- EXERCISE BRIEF
Copy exactly the lines of the material below that run from the one containing "Please identify the metal ring" through the one containing "Please identify the metal ice". Copy no other lines.

::::

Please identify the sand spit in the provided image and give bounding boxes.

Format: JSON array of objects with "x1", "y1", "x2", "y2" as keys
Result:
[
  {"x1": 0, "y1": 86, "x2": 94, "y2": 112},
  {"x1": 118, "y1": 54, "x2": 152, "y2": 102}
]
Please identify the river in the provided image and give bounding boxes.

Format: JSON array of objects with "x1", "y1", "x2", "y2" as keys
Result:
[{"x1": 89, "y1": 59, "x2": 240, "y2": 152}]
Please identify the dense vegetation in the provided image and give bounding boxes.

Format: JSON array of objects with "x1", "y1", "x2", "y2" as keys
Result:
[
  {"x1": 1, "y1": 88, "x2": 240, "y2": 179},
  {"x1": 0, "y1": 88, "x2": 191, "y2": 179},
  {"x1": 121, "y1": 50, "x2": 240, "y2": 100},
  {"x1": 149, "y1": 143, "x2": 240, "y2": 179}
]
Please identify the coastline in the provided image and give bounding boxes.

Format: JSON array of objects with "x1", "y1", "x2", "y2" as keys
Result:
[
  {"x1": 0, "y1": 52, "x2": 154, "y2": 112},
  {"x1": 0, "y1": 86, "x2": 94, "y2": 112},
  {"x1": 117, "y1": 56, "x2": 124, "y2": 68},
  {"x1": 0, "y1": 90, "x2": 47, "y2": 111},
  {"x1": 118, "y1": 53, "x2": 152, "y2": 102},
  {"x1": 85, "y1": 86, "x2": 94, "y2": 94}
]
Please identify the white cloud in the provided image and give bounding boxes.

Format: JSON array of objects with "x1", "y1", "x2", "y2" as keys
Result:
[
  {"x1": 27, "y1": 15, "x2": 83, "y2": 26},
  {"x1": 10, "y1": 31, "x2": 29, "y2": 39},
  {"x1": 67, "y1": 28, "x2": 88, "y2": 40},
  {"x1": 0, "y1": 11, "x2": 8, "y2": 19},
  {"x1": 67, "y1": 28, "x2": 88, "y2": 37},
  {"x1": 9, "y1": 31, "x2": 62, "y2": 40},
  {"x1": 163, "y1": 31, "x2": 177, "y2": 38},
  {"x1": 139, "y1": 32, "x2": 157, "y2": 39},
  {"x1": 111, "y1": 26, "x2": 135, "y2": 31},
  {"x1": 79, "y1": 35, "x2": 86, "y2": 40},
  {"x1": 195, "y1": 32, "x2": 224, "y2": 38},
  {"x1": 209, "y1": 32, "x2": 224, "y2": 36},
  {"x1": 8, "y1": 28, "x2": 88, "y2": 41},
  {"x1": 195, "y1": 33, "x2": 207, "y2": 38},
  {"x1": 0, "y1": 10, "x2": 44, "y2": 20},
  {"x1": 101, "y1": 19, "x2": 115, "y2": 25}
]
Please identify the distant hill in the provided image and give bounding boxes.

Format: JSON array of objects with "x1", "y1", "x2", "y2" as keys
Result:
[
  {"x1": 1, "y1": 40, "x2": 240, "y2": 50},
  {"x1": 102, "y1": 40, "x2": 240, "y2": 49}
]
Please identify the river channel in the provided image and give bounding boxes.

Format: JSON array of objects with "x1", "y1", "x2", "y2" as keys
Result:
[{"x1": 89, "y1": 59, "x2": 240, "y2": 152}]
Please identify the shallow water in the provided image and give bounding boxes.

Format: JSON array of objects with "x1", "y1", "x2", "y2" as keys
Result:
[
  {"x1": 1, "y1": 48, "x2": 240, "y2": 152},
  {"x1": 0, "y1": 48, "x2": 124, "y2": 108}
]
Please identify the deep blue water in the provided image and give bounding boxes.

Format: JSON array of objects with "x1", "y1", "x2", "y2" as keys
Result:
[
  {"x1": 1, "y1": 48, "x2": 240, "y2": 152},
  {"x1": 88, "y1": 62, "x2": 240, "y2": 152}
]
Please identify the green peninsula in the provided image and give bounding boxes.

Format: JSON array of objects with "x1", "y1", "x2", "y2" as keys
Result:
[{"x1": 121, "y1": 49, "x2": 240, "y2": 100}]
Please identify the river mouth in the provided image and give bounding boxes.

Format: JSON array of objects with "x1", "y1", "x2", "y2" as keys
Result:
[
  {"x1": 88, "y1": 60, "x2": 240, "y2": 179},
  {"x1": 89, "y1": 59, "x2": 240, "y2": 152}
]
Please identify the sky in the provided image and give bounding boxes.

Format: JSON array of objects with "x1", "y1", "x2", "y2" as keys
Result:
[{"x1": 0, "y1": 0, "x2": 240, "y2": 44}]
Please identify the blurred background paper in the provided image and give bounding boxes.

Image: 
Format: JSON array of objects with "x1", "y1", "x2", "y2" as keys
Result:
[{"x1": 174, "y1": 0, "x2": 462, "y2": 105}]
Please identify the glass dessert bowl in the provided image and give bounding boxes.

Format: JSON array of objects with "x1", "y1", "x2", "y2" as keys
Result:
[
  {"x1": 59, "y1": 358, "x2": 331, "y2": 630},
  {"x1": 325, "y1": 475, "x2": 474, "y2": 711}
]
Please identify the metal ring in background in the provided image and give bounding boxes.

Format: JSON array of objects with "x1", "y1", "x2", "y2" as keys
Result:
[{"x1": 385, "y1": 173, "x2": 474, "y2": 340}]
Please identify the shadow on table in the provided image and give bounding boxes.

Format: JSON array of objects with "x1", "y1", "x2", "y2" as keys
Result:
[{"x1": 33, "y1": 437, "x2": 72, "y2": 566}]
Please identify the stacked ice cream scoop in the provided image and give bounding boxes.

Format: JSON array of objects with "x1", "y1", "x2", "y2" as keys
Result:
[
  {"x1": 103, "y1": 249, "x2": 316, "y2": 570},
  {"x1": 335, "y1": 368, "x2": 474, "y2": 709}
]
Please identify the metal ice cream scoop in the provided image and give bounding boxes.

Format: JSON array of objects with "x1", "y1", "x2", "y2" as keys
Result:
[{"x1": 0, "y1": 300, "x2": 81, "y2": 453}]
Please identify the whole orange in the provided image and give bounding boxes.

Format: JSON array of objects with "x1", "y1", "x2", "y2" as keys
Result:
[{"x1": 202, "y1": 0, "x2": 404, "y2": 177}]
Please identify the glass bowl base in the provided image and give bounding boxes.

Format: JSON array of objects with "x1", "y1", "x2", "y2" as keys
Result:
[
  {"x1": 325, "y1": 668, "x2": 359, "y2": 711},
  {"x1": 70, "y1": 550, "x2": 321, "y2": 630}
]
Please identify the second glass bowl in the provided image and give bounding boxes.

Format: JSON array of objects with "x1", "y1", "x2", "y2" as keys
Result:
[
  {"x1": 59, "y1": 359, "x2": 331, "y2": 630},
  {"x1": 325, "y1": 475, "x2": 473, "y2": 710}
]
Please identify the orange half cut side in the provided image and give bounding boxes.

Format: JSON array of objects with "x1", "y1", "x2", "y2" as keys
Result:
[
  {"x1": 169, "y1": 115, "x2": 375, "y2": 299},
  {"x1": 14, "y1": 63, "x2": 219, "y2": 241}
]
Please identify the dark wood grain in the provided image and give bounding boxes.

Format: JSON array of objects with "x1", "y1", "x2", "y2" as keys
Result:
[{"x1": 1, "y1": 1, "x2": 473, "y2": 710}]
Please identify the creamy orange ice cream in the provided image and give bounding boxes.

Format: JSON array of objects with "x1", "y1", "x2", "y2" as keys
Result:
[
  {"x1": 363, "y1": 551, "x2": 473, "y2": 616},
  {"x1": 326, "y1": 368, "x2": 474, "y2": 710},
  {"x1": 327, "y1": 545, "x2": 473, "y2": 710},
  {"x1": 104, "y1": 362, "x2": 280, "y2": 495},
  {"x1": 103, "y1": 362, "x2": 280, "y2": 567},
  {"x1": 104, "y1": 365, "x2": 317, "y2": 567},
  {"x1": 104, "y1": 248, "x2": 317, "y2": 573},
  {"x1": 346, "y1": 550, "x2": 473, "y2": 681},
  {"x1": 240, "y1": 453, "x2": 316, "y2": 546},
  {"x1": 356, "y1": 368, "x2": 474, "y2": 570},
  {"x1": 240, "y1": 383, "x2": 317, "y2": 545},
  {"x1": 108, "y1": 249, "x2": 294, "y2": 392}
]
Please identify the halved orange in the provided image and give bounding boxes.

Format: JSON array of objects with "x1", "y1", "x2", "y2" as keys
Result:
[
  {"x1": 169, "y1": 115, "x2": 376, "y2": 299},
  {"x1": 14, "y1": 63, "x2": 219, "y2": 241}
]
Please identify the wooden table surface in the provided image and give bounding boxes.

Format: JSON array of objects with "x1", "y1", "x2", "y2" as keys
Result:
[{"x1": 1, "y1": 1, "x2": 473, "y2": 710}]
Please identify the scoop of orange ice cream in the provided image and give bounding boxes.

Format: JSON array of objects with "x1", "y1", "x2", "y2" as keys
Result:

::::

- EXPECTED OUTPUT
Please identify the metal ring in background in the provided image and give bounding boxes.

Format: JSON array of objects with "x1", "y1", "x2", "y2" as keys
Result:
[{"x1": 385, "y1": 173, "x2": 474, "y2": 340}]
Please identify the shadow on table in the provided image and give bounding boxes.

Format: JSON array of objects with "x1", "y1", "x2", "y2" as keys
Result:
[{"x1": 33, "y1": 437, "x2": 72, "y2": 566}]
Please identify the stacked ice cream scoop in the provided image and give bounding boxes.

Format: JSON array of objects with "x1", "y1", "x2", "y2" as keys
Result:
[
  {"x1": 103, "y1": 249, "x2": 316, "y2": 570},
  {"x1": 335, "y1": 368, "x2": 474, "y2": 709}
]
Please identify the metal ice cream scoop in the provided image and give bounding boxes.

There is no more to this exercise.